Extrait du document:

Moïse et le buisson ardent, Photo 69560502 / Buisson © Pavel Kusmartsev | Dreamstime.com
 « Dieu est venu vous éprouver, pour que sa crainte soit devant vous, et que vous ne péchiez pas[1]Ex 20, 20 », lit-on dans l’épître de ce jour, qui décrit le peuple hébreu, tremblant et se tenant à distance devant l’impressionnante manifestation de Dieu sur la Montagne Sacrée. Mais pourquoi craindre Dieu ?

La crainte de Dieu est un don du Saint-Esprit : pourtant, cette crainte intrigue. Pourquoi craindre celui qui est, par la grâce, notre Père et notre Ami ? Pourquoi craindre celui que notre cœur aime ? Suivons l’enseignement de saint Thomas, qui distingue très finement plusieurs sortes de craintes face à Dieu.

 

La crainte servile : crainte de la peine, crainte de l’esclave

La crainte servile, c’est la crainte de la peine, de la conséquence de nos péchés, et notamment de l’Enfer : si je m’écarte de la loi divine, alors je sais qu’il y aura une peine, une conséquence néfaste de mon péché.

Données enregistrées:
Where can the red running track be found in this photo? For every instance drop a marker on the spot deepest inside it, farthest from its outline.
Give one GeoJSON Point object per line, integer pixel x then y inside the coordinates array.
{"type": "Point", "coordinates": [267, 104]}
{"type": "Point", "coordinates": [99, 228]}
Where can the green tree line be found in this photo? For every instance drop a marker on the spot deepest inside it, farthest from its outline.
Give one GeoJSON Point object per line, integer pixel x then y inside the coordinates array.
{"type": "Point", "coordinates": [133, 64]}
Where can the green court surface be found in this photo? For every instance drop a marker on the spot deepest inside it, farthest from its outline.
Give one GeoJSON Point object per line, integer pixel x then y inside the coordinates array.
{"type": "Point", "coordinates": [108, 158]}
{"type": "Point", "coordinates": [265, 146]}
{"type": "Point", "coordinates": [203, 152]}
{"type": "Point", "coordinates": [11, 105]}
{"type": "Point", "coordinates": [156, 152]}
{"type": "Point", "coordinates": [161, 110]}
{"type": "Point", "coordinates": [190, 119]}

Travail demandé:
Recopiez à l'identique le passage du texte sur la crainte de Dieu qui va de « La crainte servile : crainte » jusqu'à « de mon péché. » inclus.

Réponse ci-dessous:
La crainte servile : crainte de la peine, crainte de l’esclave

La crainte servile, c’est la crainte de la peine, de la conséquence de nos péchés, et notamment de l’Enfer : si je m’écarte de la loi divine, alors je sais qu’il y aura une peine, une conséquence néfaste de mon péché.